> **What to do**
Reproduce the listing below from the line containing "Question. Identify the dead" down to its final line, including both, with every line unchanged.

> **Material for this task**
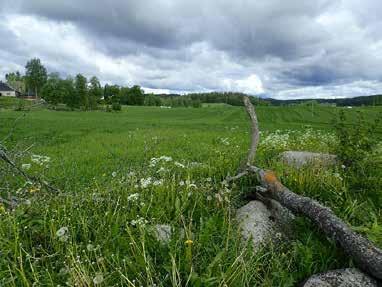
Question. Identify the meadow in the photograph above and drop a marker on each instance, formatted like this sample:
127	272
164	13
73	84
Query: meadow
121	173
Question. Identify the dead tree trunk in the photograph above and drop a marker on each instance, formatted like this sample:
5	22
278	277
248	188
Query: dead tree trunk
366	256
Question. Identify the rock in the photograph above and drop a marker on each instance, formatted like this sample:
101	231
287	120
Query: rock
300	158
261	224
349	277
162	232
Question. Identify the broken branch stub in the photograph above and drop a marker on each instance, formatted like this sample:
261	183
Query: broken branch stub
365	254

> **Reply to the task**
Question. Identify the dead tree trunk in the photograph above and drop a marker on each instance, formatted like this sample:
5	22
278	277
248	188
Query: dead tree trunk
366	256
Question. Identify the rock in the photograph above and drop a marker on each instance, formatted like this sample:
101	231
287	120
Query: rock
300	158
261	224
349	277
162	232
Question. Identify the broken branch stub in the photograph above and drop a marker on each instance, formatted like this sample:
261	183
Query: broken branch stub
365	254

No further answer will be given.